SHORT PROBLEM:
Copy every line of the records below that contains the string "bell". Case counts.

A block of data:
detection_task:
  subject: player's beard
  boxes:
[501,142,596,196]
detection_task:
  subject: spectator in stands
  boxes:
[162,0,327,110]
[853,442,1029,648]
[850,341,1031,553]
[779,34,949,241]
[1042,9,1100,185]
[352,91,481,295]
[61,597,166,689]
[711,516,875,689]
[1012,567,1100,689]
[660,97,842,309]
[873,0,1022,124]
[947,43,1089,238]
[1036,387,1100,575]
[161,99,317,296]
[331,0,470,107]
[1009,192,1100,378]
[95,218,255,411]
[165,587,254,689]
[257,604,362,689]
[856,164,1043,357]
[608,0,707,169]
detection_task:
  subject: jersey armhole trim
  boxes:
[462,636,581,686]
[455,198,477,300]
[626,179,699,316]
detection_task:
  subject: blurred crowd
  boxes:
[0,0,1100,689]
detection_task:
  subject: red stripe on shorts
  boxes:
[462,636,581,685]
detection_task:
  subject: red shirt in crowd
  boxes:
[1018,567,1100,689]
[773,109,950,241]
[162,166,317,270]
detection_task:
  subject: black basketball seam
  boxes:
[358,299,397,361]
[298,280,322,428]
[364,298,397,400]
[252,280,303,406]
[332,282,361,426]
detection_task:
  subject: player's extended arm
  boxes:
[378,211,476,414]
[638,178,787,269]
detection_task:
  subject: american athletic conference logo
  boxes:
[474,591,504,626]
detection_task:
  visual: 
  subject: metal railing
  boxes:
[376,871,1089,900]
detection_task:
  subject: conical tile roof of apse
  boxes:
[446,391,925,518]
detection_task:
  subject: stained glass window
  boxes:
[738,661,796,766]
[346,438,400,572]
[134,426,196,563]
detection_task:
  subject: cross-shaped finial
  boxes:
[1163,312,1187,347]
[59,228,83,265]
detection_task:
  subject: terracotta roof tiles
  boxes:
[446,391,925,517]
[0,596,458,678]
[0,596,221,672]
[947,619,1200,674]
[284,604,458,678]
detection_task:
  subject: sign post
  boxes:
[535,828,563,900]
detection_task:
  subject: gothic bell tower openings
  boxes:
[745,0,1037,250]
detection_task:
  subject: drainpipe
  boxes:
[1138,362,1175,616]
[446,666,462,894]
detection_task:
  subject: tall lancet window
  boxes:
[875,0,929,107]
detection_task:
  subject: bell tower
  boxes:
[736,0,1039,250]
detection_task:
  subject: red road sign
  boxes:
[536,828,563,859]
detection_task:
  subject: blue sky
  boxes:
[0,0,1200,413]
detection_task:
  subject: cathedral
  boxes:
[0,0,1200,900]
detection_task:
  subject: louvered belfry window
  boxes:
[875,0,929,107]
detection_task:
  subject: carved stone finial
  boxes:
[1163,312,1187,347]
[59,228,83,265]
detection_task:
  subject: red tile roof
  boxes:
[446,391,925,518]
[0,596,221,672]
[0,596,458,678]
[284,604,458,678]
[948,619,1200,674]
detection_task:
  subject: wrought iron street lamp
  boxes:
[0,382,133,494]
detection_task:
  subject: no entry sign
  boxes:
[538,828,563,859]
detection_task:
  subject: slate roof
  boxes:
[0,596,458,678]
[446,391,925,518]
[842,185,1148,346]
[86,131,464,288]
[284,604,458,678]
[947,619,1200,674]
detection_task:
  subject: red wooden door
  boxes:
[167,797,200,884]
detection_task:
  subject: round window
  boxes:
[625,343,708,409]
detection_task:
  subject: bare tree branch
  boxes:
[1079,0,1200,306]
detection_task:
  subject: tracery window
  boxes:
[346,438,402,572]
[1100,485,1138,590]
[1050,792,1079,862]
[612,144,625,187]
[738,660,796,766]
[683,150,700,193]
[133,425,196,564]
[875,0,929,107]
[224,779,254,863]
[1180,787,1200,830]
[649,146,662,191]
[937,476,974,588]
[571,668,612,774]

RESULT FOR THIS EXERCISE:
  subject: gothic bell tower openings
  subject: bell tower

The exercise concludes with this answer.